**** Dataset rows ****
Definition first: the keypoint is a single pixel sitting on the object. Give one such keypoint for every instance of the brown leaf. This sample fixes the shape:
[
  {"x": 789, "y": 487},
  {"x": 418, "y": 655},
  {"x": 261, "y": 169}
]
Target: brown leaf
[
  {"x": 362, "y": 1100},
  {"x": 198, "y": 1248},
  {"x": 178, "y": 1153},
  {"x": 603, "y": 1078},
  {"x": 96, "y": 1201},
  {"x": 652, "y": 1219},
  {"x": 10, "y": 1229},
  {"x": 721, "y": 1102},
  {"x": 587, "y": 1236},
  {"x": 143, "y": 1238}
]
****
Reproduce the listing above line for line, keeping every character unchanged.

Answer to the exercise →
Definition first: the keypoint is a single pixel sitting on the object. Give one such keypoint for every instance of the brown leaf. This sample fixes the shape:
[
  {"x": 789, "y": 487},
  {"x": 418, "y": 655},
  {"x": 261, "y": 169}
]
Target: brown leaf
[
  {"x": 362, "y": 1100},
  {"x": 198, "y": 1248},
  {"x": 178, "y": 1153},
  {"x": 603, "y": 1078},
  {"x": 96, "y": 1201},
  {"x": 652, "y": 1219},
  {"x": 10, "y": 1229},
  {"x": 721, "y": 1102},
  {"x": 587, "y": 1236},
  {"x": 143, "y": 1238}
]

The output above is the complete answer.